### À faire
Recopiez, s'il vous plaît, l'extrait sur la crise viticole de « Mes chers collègues, je » à « une puissance folle. » en remplaçant « Haute-Loire » par « Lozère ».

Certains territoires ont mené de très belles expérimentations. Je pense au Beaujolais, pour rebondir sur ce que disait Daniel Gremillet. Des procédures collectives existent déjà dans certaines appellations qui ne fonctionnent pas trop mal. À chacun de prendre le problème à bras-le-corps sur son territoire !

Dans le Tarn, les filières ont été en pointe ces dernières années en finançant les groupements de défense contre les organismes nuisibles (GDON), organismes de défense du vignoble et d'identification des zones à traiter. Ces stratégies ont permis de faire reculer d'environ un tiers le nombre d'hectares de vignes soumis à l'aléa de la flavescence dorée, passé de quelque 80 000 à 50 000 en Occitanie grâce à ce travail de veille des GDON, en partenariat avec les caves coopératives et les organisations locales. Nous avançons !

Profitons du fait qu'il s'agisse d'une maladie réglementée pour mettre en place des mesures qui permettent l'arrachage et pour sortir les derniers vignerons qui croient aujourd'hui en leur métier des autres maladies comme le mildiou et l'oïdium !

Mes chers collègues, je vous remercie tous de votre accompagnement sur ce texte. Soyons efficaces et pragmatiques en ce moment difficile ! Avançons.

M. Laurent Duplomb. - J'invite à la prudence ceux qui affirment que la crise actuelle est sûrement la pire qu'a connue le vignoble français. C'est peut-être vrai sur les deux dernières générations, mais je rappelle qu'à partir de 1863, le phylloxéra a fait disparaître la moitié du vignoble français - dans mon département, le vignoble a disparu de la vallée de l'Allier entre 1910 et 1920. L'évolution du territoire a été accentuée par le fait que tous les hommes étaient morts pendant la guerre de 1914-1918. D'ailleurs, en Haute-Loire, il n'y a plus de vigne depuis le phylloxéra ! Il y a donc malheureusement toujours eu des périodes, dans l'histoire, où les crises agricoles peuvent connaître une puissance folle.

Oui, il faut voter cette proposition de loi aujourd'hui, parce qu'il faut responsabiliser. Mais, d'un autre côté, il ne faut jamais oublier que le phylloxéra, en 1863, a été à l'origine des coopératives que les agriculteurs ont organisées à la fin du XIXe siècle pour être plus forts, dans le sens de l'intérêt général. C'est d'ailleurs aussi à ce moment qu'ils ont créé le Crédit Agricole. Ils ont trouvé des solutions d'indemnisation permettant de faire face collectivement aux problèmes. Aujourd'hui, l'individualisme est si puissant que plus personne ne se dit que l'on est plus fort quand on est ensemble.

Responsabiliser ceux qui doivent arracher est une chose, mais trouver les solutions collectives pour accompagner les viticulteurs et faire en sorte qu'ils souffrent le moins possible, ce n'est ni plus ni moins que le sens de l'histoire agricole française.

M. Vincent Louault. -Je remercie M. le rapporteur.

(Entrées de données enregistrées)
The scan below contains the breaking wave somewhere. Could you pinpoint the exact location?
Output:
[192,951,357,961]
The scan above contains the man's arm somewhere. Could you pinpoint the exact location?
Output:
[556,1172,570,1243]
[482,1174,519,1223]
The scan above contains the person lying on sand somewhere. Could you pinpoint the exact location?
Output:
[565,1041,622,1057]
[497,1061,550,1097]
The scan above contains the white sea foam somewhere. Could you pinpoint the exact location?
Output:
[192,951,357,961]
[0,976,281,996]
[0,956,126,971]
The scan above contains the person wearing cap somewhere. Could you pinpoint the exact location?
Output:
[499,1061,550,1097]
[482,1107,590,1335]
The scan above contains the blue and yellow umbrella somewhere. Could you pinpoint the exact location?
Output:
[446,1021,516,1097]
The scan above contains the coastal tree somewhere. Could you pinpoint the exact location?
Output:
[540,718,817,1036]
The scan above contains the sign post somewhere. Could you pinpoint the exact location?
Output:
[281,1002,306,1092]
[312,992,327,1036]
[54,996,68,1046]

### Réponse
Mes chers collègues, je vous remercie tous de votre accompagnement sur ce texte. Soyons efficaces et pragmatiques en ce moment difficile ! Avançons.

M. Laurent Duplomb. - J'invite à la prudence ceux qui affirment que la crise actuelle est sûrement la pire qu'a connue le vignoble français. C'est peut-être vrai sur les deux dernières générations, mais je rappelle qu'à partir de 1863, le phylloxéra a fait disparaître la moitié du vignoble français - dans mon département, le vignoble a disparu de la vallée de l'Allier entre 1910 et 1920. L'évolution du territoire a été accentuée par le fait que tous les hommes étaient morts pendant la guerre de 1914-1918. D'ailleurs, en Lozère, il n'y a plus de vigne depuis le phylloxéra ! Il y a donc malheureusement toujours eu des périodes, dans l'histoire, où les crises agricoles peuvent connaître une puissance folle.